La création sur autoroute ou voie rapide d’une ou
deux voies dans chaque sens munies de caténaires,
nécessiterait un investissement important, mais manifestement très
inférieur à celui du foncier et du génie civil d’une autoroute. La meilleure
efficacité énergétique (trains de véhicules + rendement) compenserait plus ou moins la
vitesse plus élevée. Pour un trajet long, la puissance installée serait donc du
même ordre de grandeur que celle nécessaire à l’ensemble des stations de
recharge sur ce même trajet. Les moyens de production (centrales, lignes HT,
transformateurs et distribution seraient donc comparables. Seules les
caténaires proprement dites constitueraient un supplément, mais elles
permettraient de réduire la taille des batteries et de supprimer les aires de recharge. Nous manquons d’éléments pour
conclure sur un éventuel équilibre.
5.4. Fiscalité
Rappelons que la TICPE assujettie à la TVA n’est en rien un impôt écologique, mais,
depuis toujours, la contrepartie du coût pour la collectivité des
infrastructures routières et des services attachés. Il n’y a donc aucune raison
pour que les véhicules alternatifs en soient exemptés. L’Etat ne peut
d’ailleurs pas se passer d’une telle ressource.
Il est relativement simple d’assujettir les
stations de charge dédiées et les caténaires à la TICPE et de l’intégrer dans
le paiement. On peut le faire également chaque fois que le distributeur
(parking urbain, commercial ou d’entreprise) qui facture est distinct de
l’utilisateur. Mais ça devient très compliqué pour une copropriété ou un
pavillon individuel, où il suffirait de changer de prise pour échapper à la
taxe. Un compteur scellé sur les véhicules, avec relevé en ligne ? Bon
courage !
La production d’hydrogène par électrolyse, tout
comme la production de gazole par distillation du pétrole dans une raffinerie,
devrait également être soumise à la TICPE. Toutefois, les stations
d’électrolyse seront beaucoup plus nombreuses, en fait probablement une par
station-service, ce qui risque de compliquer sérieusement le travail des
Douanes chargées de collecter cet impôt, actuellement versé par les raffineries. Ajoutons que, contrairement au gazole
non routier détaxé, dit « GNR » qui est rose, il ne sera pas possible
de colorer en rose l’hydrogène destiné à des applications non routières :
difficile d’éviter les fraudes !

* **CONSIGNES**:
1. D'après le texte source, de quelle couleur est le gazole non routier détaxé ?
2. Recopiez le texte source de « La production d’hydrogène » à « les fraudes ! » en renommant « Douanes » en « services fiscaux ».
La liste n'a aucun rapport avec le texte source.

* **DONNÉES FOURNIES**:

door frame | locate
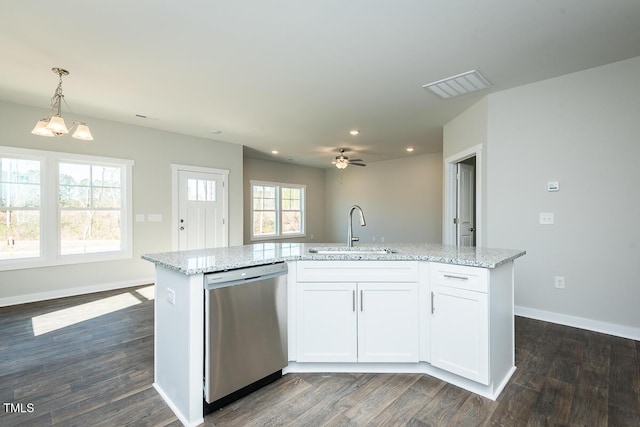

* **RÉPONSES**:
1. Il est rose.

2.
La production d’hydrogène par électrolyse, tout
comme la production de gazole par distillation du pétrole dans une raffinerie,
devrait également être soumise à la TICPE. Toutefois, les stations
d’électrolyse seront beaucoup plus nombreuses, en fait probablement une par
station-service, ce qui risque de compliquer sérieusement le travail des
services fiscaux chargées de collecter cet impôt, actuellement versé par les raffineries. Ajoutons que, contrairement au gazole
non routier détaxé, dit « GNR » qui est rose, il ne sera pas possible
de colorer en rose l’hydrogène destiné à des applications non routières :
difficile d’éviter les fraudes !